## START TEXT BLOCK
The opportunity in my particular portfolio space of managing water more wisely, the technology provides. Where we are delivering now on a plan for better management of the Murray-Darling Basin, in the way we are investing in upgrading the technology and the output of farmers and their productivity so that they use water more wisely, that they get better outcomes, better outputs, greater yield for every drop of water going in, as a result of that we are able to return some water back to environmental flows, and better environmental outcomes without losing the productivity of our farms.

In terms of the management of waste, being able to recycle more, reduce of course the ultimate level of input required to make products in the future, and reducing the level of waste going to landfill. All of these are classic examples of way in which technology has and will continue to provide great benefits in terms of the environment.

Today, I just wanted to touch briefly on one area of major government policy, and major policy change over the coming years, that is equally driven by technology and innovation, and that relates to climate change and the challenge of reducing Australia’s emissions profile. Where in particular enhanced energy efficiency driven by technology and innovation as well as enhanced energy productivity where of course we get greater use and greater output for a reduced energy input are things that we hope our direct action agenda will be able to facilitate.
## END TEXT BLOCK
## START INFORMATION PROVIDED
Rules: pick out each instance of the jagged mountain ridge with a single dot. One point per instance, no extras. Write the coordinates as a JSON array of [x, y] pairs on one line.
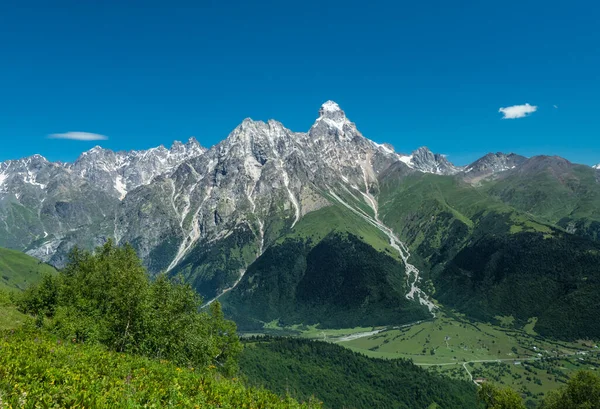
## END INFORMATION PROVIDED
GIVEN PROBLEM 1:
Answer these about the passage on technology and the environment:
(a) Which basin does the water management plan cover?
(b) Where does the passage say less waste should end up going?
(c) Which area of major government policy does the speaker choose to touch on briefly?
GIVEN PROBLEM 2: Give back the part of the passage on technology and the environment starting with "Today, I just" and going on through "able to facilitate.", word for word.
The data is separate from the passage on technology and the environment.

RESPONSE 1:
(a) The Murray-Darling Basin.
(b) Less waste should go to landfill.
(c) Climate change and the challenge of reducing Australia's emissions profile.

RESPONSE 2:
Today, I just wanted to touch briefly on one area of major government policy, and major policy change over the coming years, that is equally driven by technology and innovation, and that relates to climate change and the challenge of reducing Australia’s emissions profile. Where in particular enhanced energy efficiency driven by technology and innovation as well as enhanced energy productivity where of course we get greater use and greater output for a reduced energy input are things that we hope our direct action agenda will be able to facilitate.